** TASK DIRECTIONS **
Repeat each entry word for word. Leave any images out of the copy.

(Rows from a dataset)
"""
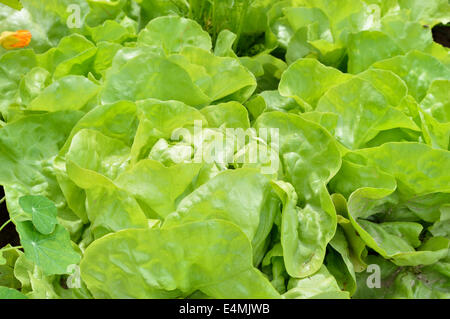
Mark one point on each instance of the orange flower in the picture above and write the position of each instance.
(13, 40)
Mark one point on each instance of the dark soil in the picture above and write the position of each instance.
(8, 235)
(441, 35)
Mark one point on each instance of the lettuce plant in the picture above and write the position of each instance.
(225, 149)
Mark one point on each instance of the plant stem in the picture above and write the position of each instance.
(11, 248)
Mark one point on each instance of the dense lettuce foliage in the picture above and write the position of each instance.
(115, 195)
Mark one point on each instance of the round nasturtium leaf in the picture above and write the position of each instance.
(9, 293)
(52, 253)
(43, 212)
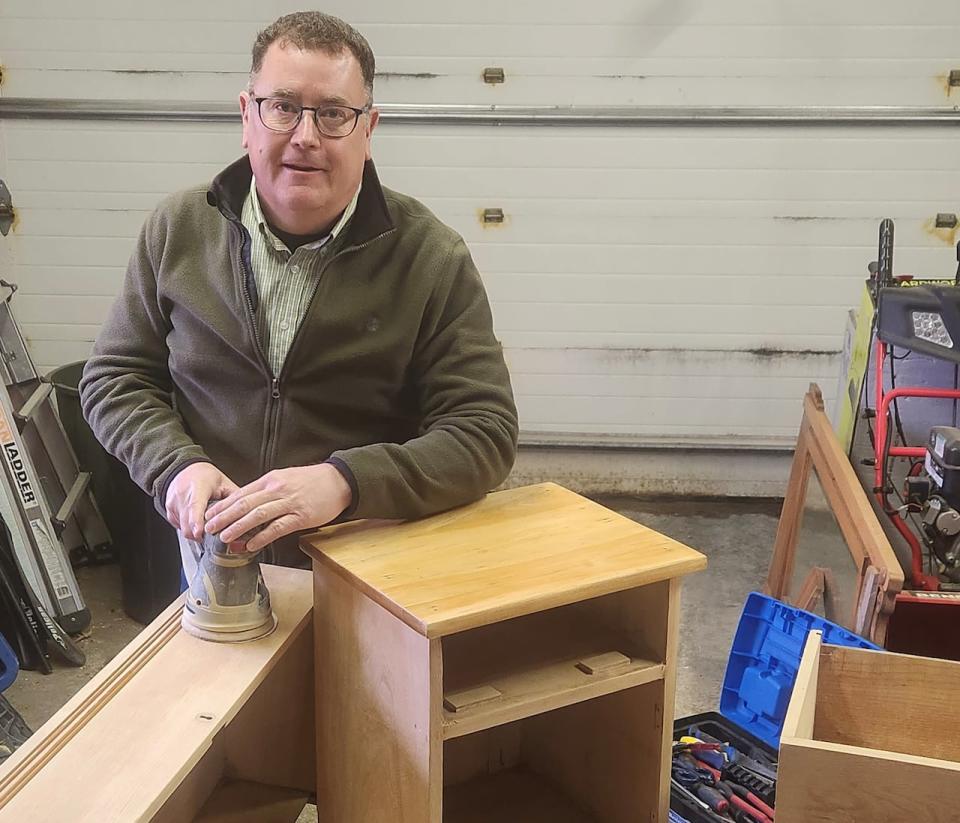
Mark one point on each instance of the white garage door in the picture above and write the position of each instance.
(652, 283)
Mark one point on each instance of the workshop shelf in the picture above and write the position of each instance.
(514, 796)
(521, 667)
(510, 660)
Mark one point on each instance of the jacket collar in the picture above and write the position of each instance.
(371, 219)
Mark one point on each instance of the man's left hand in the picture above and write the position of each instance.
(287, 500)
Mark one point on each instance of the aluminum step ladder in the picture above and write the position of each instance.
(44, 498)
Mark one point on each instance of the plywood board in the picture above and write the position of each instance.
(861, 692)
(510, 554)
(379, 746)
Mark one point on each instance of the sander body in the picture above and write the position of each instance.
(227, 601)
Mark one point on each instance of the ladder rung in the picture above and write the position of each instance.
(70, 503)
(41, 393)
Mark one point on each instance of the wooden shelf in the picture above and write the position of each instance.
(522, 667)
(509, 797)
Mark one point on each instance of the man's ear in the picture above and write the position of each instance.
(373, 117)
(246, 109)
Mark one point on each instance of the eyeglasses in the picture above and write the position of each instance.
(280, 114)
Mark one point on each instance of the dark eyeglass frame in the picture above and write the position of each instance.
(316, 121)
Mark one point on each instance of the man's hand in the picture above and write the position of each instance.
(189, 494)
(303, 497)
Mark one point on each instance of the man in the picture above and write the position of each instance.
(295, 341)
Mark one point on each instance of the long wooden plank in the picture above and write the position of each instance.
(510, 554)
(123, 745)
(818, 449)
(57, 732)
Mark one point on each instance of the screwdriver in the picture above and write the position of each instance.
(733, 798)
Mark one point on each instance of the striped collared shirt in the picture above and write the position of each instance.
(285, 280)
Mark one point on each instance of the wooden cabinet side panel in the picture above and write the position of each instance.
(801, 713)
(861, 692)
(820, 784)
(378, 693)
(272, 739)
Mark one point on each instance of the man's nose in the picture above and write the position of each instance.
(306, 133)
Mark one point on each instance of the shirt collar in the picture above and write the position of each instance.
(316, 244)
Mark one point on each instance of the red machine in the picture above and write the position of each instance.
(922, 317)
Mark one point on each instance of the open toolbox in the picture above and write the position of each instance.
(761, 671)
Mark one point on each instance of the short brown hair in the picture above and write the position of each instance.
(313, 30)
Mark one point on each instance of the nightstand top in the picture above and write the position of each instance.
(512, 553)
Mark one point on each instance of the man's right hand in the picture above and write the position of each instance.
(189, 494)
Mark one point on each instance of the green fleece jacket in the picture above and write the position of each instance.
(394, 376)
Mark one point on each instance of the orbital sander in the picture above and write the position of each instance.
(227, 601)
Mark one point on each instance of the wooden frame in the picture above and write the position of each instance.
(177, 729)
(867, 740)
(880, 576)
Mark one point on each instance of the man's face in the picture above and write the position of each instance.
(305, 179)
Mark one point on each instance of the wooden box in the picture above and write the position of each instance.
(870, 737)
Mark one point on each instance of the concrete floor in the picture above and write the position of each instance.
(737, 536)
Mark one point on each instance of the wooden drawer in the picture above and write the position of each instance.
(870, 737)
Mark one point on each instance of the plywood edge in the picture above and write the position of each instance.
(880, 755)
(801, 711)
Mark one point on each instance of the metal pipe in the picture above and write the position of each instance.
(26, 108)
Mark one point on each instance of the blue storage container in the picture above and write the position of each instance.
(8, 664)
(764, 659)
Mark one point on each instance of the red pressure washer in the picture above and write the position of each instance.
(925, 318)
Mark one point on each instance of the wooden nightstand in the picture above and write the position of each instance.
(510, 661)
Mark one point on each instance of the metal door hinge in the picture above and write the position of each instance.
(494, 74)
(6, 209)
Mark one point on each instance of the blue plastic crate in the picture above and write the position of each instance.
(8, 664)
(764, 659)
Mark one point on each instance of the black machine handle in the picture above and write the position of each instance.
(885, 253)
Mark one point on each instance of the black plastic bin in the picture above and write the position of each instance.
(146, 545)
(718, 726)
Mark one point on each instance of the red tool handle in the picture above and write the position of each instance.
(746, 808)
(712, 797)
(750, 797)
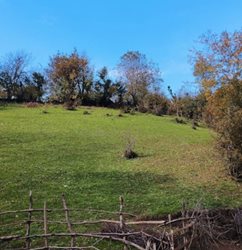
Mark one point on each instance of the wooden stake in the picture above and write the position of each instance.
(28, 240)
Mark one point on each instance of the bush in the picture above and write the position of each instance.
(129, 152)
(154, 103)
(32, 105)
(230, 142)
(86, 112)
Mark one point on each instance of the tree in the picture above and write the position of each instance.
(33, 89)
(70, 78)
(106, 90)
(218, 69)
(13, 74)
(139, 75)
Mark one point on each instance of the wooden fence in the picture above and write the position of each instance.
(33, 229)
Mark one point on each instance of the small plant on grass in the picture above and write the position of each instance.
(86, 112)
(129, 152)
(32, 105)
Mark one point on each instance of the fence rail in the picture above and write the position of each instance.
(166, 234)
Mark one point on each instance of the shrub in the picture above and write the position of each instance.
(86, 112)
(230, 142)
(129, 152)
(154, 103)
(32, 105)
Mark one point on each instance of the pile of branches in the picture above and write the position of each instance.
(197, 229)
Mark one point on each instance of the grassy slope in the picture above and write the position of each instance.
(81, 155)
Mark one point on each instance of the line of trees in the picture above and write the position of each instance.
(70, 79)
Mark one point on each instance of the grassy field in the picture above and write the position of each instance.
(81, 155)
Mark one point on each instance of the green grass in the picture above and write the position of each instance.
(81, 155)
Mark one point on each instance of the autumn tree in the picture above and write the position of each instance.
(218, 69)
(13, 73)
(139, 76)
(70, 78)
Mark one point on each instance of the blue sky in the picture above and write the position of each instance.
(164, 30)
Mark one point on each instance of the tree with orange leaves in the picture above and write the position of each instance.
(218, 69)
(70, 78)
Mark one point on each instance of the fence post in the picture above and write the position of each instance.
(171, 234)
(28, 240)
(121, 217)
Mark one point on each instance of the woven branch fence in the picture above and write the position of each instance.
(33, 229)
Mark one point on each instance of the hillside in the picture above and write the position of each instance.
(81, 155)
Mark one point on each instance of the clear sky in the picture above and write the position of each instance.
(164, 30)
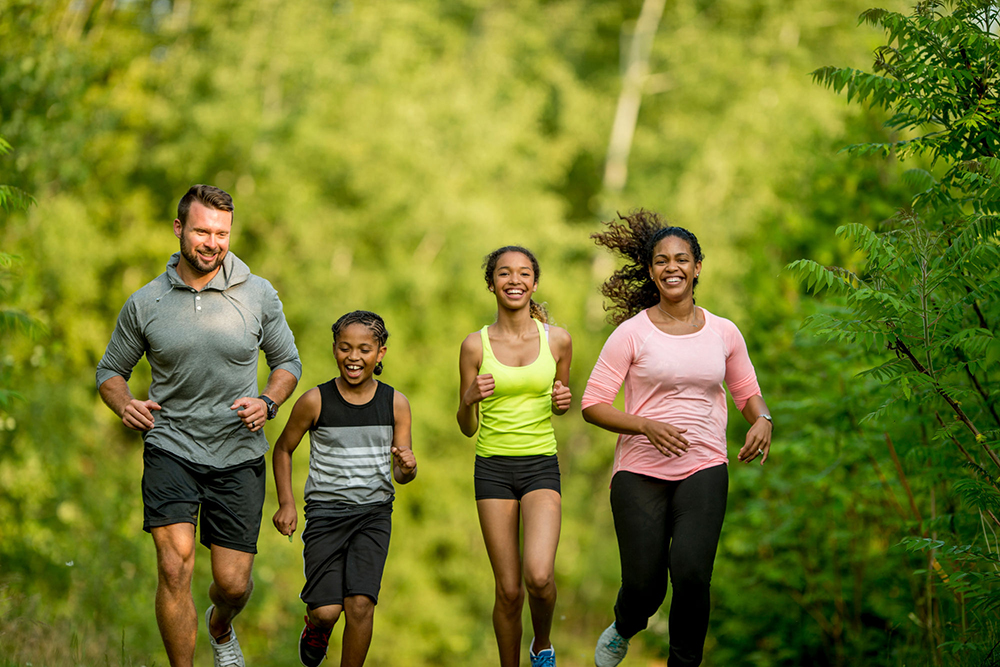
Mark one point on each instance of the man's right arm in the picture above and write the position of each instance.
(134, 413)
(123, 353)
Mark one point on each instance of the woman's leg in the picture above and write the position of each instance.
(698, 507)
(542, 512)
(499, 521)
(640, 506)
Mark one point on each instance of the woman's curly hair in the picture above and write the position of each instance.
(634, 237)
"""
** WRITTEN SOLUTION **
Mark one point on each instance of the orange flower in the picture above and write the position of each instance.
(13, 40)
Mark one point on each instance of the dark soil in the picture above and write the position of each instance.
(8, 235)
(441, 35)
Mark one point on each instance of the lettuce plant in the picture above and write the position of each instance.
(225, 149)
Mark one point on each instance of the plant stem in the picture above and write the position of each instance.
(11, 248)
Mark one point on each instance of the dense lettuce foliage in the picture above and write the position of each instance.
(115, 195)
Mark one point on each instance of the round nasturtium leaf in the picture above and write the position of each instance.
(9, 293)
(52, 253)
(43, 212)
Mark one point on each instance of the white garage door in the picture above and write the position of each instance.
(652, 283)
Mark one point on each instance of the workshop shelf in the picture above and write the position of each instance.
(514, 796)
(521, 667)
(510, 660)
Mark one point on each instance of the jacket collar in the picture above and write the position of each instance.
(371, 219)
Mark one point on each instance of the man's left hand in the picture above and write the position of each instance.
(287, 500)
Mark one point on each instance of the aluminum step ladder in the picture above and write the position of each instance.
(44, 498)
Mark one point on each instance of the plywood board in the picture above and write the position of each instance.
(861, 692)
(510, 554)
(379, 746)
Mark one point on each instance of the sander body in the picture above and write the position of each instance.
(227, 601)
Mark one point on each instance of the ladder rung in the picture above and write the position of each instance.
(70, 503)
(41, 393)
Mark one point on each instance of the wooden shelf in the picture above and write the position of each instance.
(522, 667)
(509, 797)
Mark one point on each instance of the man's ear in the picture above and write the position of each instance.
(373, 117)
(246, 109)
Mark one point on each instance of the eyeglasses in the picture above and write the position of each instance.
(280, 114)
Mark one point on each instance of the dark eyeglass frame in the picture above and write the position of each instance.
(316, 121)
Mark one point on each instance of the man's hand in the picture above and write the position of each instance.
(189, 494)
(303, 497)
Mark one point on each instance of the man in the picture above and write the position of each instance.
(295, 341)
Mark one point on each instance of the long wooden plank in the picture above and write the position of each instance.
(510, 554)
(123, 745)
(818, 449)
(57, 732)
Mark one point on each instance of the screwdriver in the picture above and write the position of each instance.
(733, 798)
Mark one point on each instance of the striped collared shirt in the picture above and write the position of each instance.
(285, 280)
Mark one point on each instance of the wooden cabinet side panel in the picture above and write the position of each instance.
(801, 713)
(861, 692)
(820, 784)
(378, 693)
(272, 739)
Mark one point on each instance of the man's nose in the picture above and write the position of each instance.
(306, 133)
Mark one point on each instance of the shirt collar in the picture above and write the position of each instance.
(316, 244)
Mark one point on each instance of the red machine in the picture above and write the position of each instance.
(922, 317)
Mark one point on each instance of the open toolbox in the picture above and write the position of each instance.
(761, 671)
Mark one point on each instance of the short brown hair in the picture above and write the position of each instance.
(313, 30)
Mark one point on each instance of the nightstand top in the picture above and write the position of each instance.
(512, 553)
Mark one point on each instance of the man's right hand in the picture above and write the position of each instance.
(189, 494)
Mark one point on each instance of the green fleece jacket in the picture above and write the position of each instance.
(394, 376)
Mark one point on each instance of the orbital sander in the picture above and write the position of each instance.
(227, 601)
Mark one point on each instance of the wooden frame in the picture above and write the position of each instance.
(177, 729)
(867, 740)
(880, 576)
Mark one point on each instance of the man's face in the picture above and write the position of each instance.
(305, 179)
Mark one point on each instance of the wooden box in the picture above and write the position of each instance.
(870, 737)
Mark one point on each instance of the concrete floor in the picture above and write the position of each instance.
(737, 536)
Mark one point on each instance of the wooden drawer in the picture above and write the position of each instance.
(870, 737)
Mark one point on each instance of the plywood edge in the picture above and write the position of each instance.
(880, 755)
(801, 711)
Mark one point on each instance of the metal pipe in the picture above and write the position of each instance.
(26, 108)
Mark one point on each instance of the blue storage container in the picture above and write the position of each instance.
(8, 664)
(764, 659)
Mark one point on each instance of the red pressure washer in the picture above and write the position of each instance.
(925, 318)
Mark one point on each instance of the wooden nightstand in the picture above and write the position of each instance.
(510, 661)
Mark one point on each instance of the metal door hinge in the picture above and write the position of each instance.
(494, 74)
(6, 209)
Mark one point on each instance of the blue plastic crate in the picture above and write the position of each instance.
(8, 664)
(764, 659)
Mark one point on each instance of the black machine handle in the picture above and write the position of each instance.
(885, 253)
Mark one point on each instance of the black plastic bin in the picture above and write the position of each instance.
(146, 545)
(718, 726)
Mark one point on each instance of the red tool handle in the picture above and write the position of each instance.
(746, 808)
(712, 797)
(750, 797)
Mark one point on each instance of the wooden stake in the picture above and write the position of each instance.
(28, 240)
Mark one point on each instance of the bush in the picture above and write the position of each instance.
(129, 152)
(154, 103)
(32, 105)
(230, 142)
(86, 112)
Mark one point on each instance of the tree in the picture above and write the position of each instance.
(33, 89)
(70, 78)
(106, 90)
(218, 69)
(13, 74)
(139, 75)
Mark one point on each instance of the wooden fence in the picture above and write the position of each instance.
(33, 229)
Mark one point on each instance of the small plant on grass in the picture above and write the position of each instance.
(86, 112)
(129, 152)
(32, 105)
Mark one point on each instance of the fence rail in the picture above and write the position of each instance.
(166, 234)
Mark one point on each instance of the shrub in the picture above and write the position of each instance.
(86, 112)
(230, 142)
(129, 152)
(154, 103)
(32, 105)
Mark one point on each instance of the pile of branches in the picture above and write the position of each instance.
(197, 229)
Mark one point on each instance of the grassy slope in the picture above and write the position of each instance.
(81, 155)
Mark one point on each instance of the line of trees in the picture above and write the position of each instance.
(70, 79)
Mark one point on each instance of the grassy field in the picture above and write the position of each instance.
(81, 155)
Mark one point on each instance of the green grass in the picture above and write the position of each instance.
(81, 155)
Mark one point on each instance of the autumn tree in the picture above and write the position of each instance.
(218, 69)
(13, 73)
(139, 76)
(70, 78)
Mark one point on each instance of the blue sky in the picture above and write the position of each instance.
(164, 30)
Mark one point on each instance of the tree with orange leaves in the picture above and write the position of each instance.
(218, 69)
(70, 78)
Mark one point on each instance of the fence post in the picture above and write the position of each instance.
(171, 234)
(28, 240)
(121, 217)
Mark one point on each instance of the woven branch fence in the picture above and write the position of each instance.
(33, 229)
Mark one point on each instance of the hillside in the picture above and write the position of each instance.
(81, 155)
Mark one point on each instance of the clear sky in the picture above and write the position of each instance.
(164, 30)
Mark one point on each instance of the man's right arm in the picture above and write the position of each instance.
(134, 413)
(123, 353)
Mark one point on each instance of the woman's leg in the picture above and write the position of each instance.
(698, 507)
(542, 512)
(499, 521)
(640, 506)
Mark one point on each instance of the woman's curly hair in the picture above and write the position of each instance.
(634, 237)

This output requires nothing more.